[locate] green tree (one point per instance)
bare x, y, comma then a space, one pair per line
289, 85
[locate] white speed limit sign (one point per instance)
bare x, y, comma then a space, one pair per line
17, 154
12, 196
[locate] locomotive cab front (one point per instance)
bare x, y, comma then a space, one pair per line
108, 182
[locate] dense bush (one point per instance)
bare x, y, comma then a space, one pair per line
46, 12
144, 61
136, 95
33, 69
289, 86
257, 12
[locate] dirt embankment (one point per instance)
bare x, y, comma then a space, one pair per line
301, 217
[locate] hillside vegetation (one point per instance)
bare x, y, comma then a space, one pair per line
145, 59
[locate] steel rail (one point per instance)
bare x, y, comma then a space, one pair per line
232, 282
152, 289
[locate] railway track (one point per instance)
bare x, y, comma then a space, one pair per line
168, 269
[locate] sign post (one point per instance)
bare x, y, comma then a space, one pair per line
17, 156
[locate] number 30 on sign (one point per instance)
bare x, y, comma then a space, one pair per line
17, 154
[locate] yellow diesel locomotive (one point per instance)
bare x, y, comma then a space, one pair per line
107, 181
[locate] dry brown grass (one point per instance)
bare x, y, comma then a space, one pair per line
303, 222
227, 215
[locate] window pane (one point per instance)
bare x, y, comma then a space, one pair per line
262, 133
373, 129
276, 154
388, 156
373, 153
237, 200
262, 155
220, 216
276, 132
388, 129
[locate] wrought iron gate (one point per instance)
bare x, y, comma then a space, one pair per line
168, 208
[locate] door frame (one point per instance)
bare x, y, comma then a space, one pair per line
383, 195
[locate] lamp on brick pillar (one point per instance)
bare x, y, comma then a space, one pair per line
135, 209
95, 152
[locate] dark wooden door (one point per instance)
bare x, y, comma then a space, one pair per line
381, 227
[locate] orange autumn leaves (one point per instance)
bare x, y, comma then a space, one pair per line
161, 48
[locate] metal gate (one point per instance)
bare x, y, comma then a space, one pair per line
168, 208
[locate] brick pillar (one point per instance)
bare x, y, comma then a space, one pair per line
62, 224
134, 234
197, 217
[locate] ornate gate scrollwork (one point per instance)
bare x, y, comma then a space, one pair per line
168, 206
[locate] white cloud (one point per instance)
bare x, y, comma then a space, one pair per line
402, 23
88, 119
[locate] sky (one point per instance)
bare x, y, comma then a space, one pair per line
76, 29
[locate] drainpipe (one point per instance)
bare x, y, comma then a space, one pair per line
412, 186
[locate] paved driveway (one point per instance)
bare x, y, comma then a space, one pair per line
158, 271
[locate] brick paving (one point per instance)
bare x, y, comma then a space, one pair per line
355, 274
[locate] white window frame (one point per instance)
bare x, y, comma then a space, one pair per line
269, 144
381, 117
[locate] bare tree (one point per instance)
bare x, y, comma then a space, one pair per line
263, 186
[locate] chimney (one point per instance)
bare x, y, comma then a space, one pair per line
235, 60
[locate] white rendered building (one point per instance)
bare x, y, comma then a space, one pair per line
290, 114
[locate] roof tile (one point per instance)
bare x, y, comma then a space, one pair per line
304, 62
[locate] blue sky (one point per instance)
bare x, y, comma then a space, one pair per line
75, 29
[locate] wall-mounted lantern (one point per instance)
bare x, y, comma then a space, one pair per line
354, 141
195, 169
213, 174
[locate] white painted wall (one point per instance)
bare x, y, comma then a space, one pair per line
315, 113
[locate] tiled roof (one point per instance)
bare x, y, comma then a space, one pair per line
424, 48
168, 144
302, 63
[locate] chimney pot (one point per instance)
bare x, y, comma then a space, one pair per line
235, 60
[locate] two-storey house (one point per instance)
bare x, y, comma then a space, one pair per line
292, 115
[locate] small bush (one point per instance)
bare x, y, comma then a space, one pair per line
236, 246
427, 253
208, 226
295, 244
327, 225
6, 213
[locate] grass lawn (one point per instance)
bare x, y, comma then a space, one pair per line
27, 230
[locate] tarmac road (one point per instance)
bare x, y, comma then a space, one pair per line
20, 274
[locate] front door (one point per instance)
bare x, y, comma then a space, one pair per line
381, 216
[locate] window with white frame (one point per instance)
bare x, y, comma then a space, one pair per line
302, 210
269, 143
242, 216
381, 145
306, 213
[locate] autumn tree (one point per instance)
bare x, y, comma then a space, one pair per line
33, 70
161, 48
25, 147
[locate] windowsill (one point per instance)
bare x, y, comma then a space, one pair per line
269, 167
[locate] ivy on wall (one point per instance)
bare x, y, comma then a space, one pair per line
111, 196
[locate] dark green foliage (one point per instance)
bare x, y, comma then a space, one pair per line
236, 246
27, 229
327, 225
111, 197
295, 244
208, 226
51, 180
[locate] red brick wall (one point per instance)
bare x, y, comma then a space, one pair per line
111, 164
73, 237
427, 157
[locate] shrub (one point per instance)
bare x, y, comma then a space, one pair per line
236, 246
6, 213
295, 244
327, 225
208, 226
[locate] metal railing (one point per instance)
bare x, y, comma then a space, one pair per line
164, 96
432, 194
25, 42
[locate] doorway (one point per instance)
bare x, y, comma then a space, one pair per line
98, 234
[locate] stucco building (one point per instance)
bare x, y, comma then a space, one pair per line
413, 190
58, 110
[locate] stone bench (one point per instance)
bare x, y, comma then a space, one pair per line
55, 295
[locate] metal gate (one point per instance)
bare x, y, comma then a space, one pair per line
=-=-=-=-=
• Exercise aim:
Where a line of the material above holds the string "wall", copy that line.

• Answer to this problem:
[locate] wall-mounted lantern (one point per instance)
[locate] white painted wall (one point per instance)
[locate] ivy on wall (one point per instance)
[locate] red brick wall (one point per instance)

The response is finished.